> _Your instructions_: Reproduce every line of the listing as written, apart from the pictures.

# Input records start

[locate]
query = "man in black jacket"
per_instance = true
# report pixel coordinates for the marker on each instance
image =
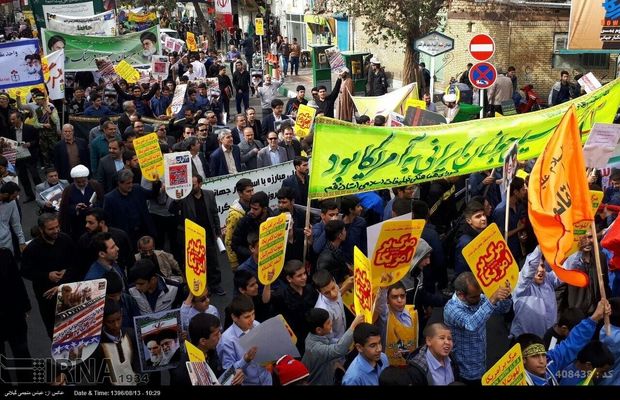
(48, 261)
(27, 138)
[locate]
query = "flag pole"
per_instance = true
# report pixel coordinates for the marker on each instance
(507, 213)
(599, 273)
(306, 225)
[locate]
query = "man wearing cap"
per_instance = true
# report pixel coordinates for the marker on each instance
(77, 199)
(267, 93)
(140, 100)
(324, 102)
(47, 121)
(377, 81)
(99, 147)
(293, 104)
(345, 103)
(226, 159)
(69, 152)
(27, 139)
(452, 108)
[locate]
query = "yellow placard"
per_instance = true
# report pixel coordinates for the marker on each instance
(415, 103)
(508, 371)
(362, 286)
(260, 27)
(394, 250)
(194, 353)
(348, 300)
(271, 248)
(195, 257)
(491, 261)
(581, 228)
(149, 156)
(24, 92)
(127, 72)
(190, 39)
(305, 118)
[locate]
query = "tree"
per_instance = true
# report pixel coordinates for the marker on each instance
(397, 22)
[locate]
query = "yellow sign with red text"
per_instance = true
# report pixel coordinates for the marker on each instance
(394, 250)
(581, 228)
(272, 239)
(508, 371)
(491, 261)
(194, 353)
(195, 257)
(191, 42)
(149, 156)
(305, 118)
(260, 26)
(362, 287)
(127, 72)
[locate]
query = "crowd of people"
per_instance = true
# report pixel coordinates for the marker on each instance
(107, 221)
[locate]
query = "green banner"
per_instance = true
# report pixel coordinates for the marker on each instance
(75, 8)
(348, 158)
(81, 51)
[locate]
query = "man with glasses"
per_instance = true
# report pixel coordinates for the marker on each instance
(226, 159)
(199, 164)
(249, 148)
(273, 121)
(272, 154)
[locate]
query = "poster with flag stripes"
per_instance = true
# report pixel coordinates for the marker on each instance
(79, 317)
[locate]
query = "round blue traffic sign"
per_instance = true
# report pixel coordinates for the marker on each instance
(482, 75)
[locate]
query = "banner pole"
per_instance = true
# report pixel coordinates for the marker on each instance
(306, 225)
(506, 217)
(481, 92)
(599, 273)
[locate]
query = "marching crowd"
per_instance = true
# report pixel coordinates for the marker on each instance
(109, 222)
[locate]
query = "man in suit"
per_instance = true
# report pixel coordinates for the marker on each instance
(237, 131)
(200, 207)
(299, 180)
(27, 138)
(226, 159)
(272, 154)
(70, 152)
(107, 172)
(249, 148)
(272, 122)
(199, 163)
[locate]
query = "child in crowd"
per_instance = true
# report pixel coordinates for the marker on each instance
(194, 305)
(322, 354)
(230, 351)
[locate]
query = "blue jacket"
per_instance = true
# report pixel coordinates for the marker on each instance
(535, 305)
(613, 343)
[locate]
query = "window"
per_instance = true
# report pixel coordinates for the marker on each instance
(560, 42)
(594, 60)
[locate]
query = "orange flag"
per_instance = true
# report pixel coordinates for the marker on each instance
(559, 196)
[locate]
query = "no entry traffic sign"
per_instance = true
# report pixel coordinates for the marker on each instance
(482, 75)
(482, 47)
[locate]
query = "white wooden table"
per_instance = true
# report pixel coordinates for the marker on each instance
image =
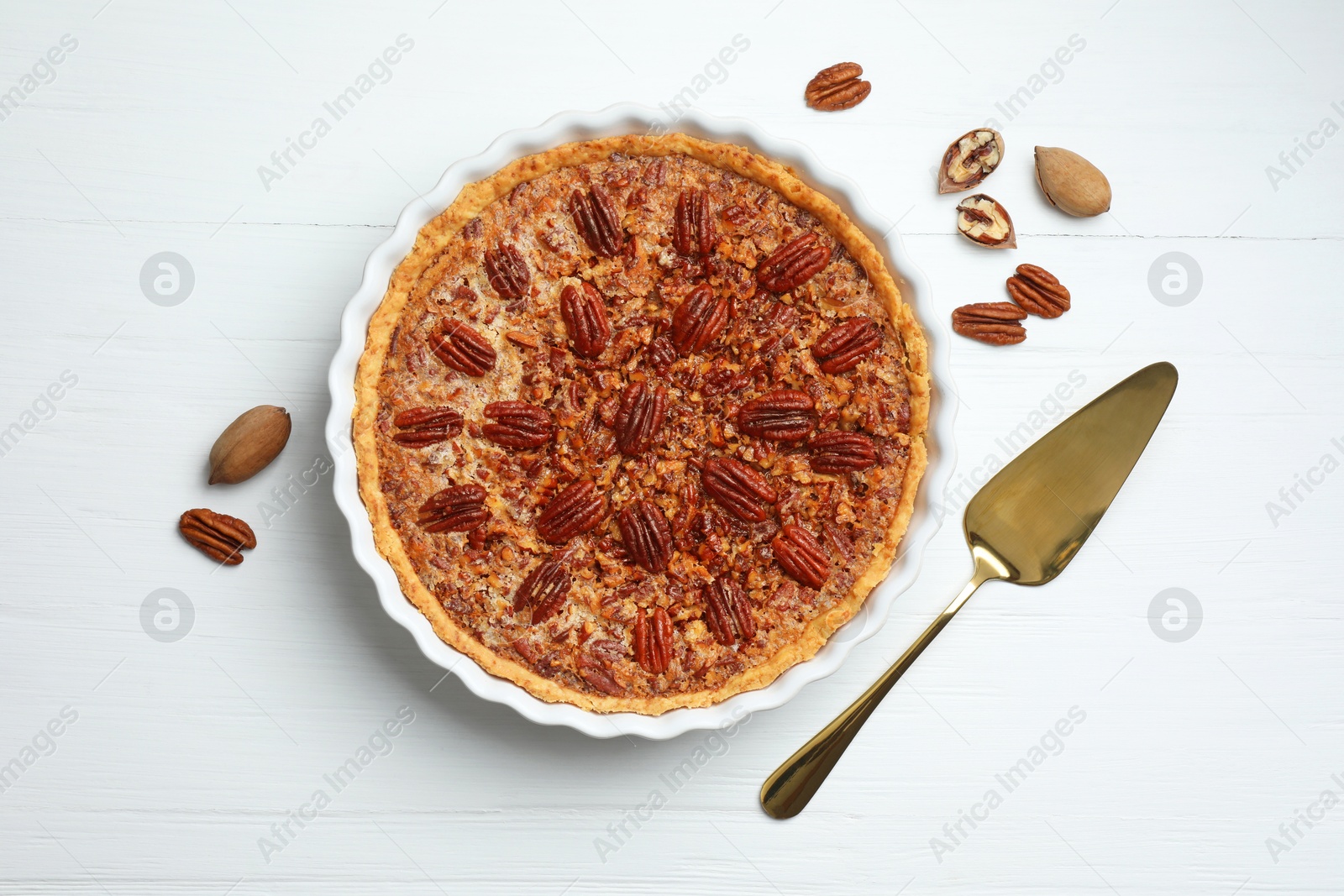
(178, 761)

# Input records end

> _Answer to the exercise_:
[locate]
query = "man in black jacket"
per_instance = true
# report pixel coordinates for the marker on each instance
image =
(48, 261)
(27, 138)
[locate]
query = "flag pole"
per_instance = true
# report pixel coordinates for the marker on each instance
(507, 213)
(599, 273)
(306, 225)
[locate]
query = "man wearing cap"
per_instance = true
# report pixel coordinates for the marker on each instance
(77, 199)
(267, 93)
(140, 100)
(324, 102)
(47, 121)
(377, 81)
(99, 147)
(293, 104)
(345, 103)
(226, 159)
(69, 152)
(27, 139)
(452, 108)
[locate]
query = "yellow placard"
per_instance = true
# report pixel coordinates for the marker on each instance
(415, 103)
(508, 371)
(362, 286)
(260, 27)
(394, 250)
(194, 353)
(348, 300)
(271, 248)
(195, 257)
(491, 261)
(581, 228)
(149, 156)
(24, 92)
(127, 72)
(190, 39)
(305, 118)
[locate]
query = "tree"
per_instance = true
# report pixel coordinates for the marker on each instance
(397, 22)
[locate]
query = "yellow sign with red text"
per_instance = true
# report pixel coordinates for the marker on each instance
(394, 250)
(581, 228)
(272, 239)
(508, 371)
(491, 261)
(194, 353)
(195, 257)
(191, 42)
(149, 156)
(305, 118)
(260, 26)
(362, 287)
(127, 72)
[locate]
query = "crowd of people"
per_instance = true
# report pixel coordinates for the marker on each instance
(107, 221)
[locate]
query = "green banner"
per_instance = true
# report pixel coordinates for the marker on each instance
(75, 8)
(348, 158)
(81, 51)
[locate]
query = "man with glasses"
per_instance = true
# report pixel coordinates for the marker on each instance
(226, 159)
(199, 164)
(249, 148)
(273, 121)
(272, 154)
[locate]
query = "poster with flag stripes"
per_instance = true
# report pixel coordinates for the marker on each instance
(79, 317)
[locate]
query = "round blue traffic sign"
per_instance = true
# report pixel coordinates for the marker on each instance
(482, 75)
[locate]
query = "banner pole"
per_instance = true
# report pixel coordinates for the marker on each instance
(306, 225)
(506, 217)
(481, 92)
(599, 273)
[locate]
query = "marching crowd"
per_instance = true
# report pixel coordinates for the marker on each instance
(109, 222)
[locate]
query = "man in suit"
per_instance = true
# report pixel coordinates for the marker on each instance
(237, 131)
(200, 207)
(299, 180)
(27, 138)
(226, 159)
(272, 154)
(70, 152)
(107, 172)
(249, 148)
(272, 122)
(199, 163)
[locate]
query = "child in crowd"
per_instance = true
# report pixel coordinates for the marker on each instance
(194, 305)
(322, 354)
(230, 351)
[locate]
query = "blue jacket"
per_instance = true
# report pixel coordinates for the marker on each instance
(535, 305)
(613, 343)
[locate]
query = "window"
per_instance = true
# report pixel coordinates for the marker on each instance
(560, 42)
(594, 60)
[locate]
query = "orange flag"
per_instance = true
# report pixel coordinates for the marker on each instance
(559, 196)
[locate]
query = "no entry traffic sign"
per_instance = true
# report pixel coordinates for the marker on each instance
(482, 75)
(482, 47)
[locate]
query = "white wooden table"
per_instance = true
# report pixel coordinates for the marker on each instance
image =
(178, 761)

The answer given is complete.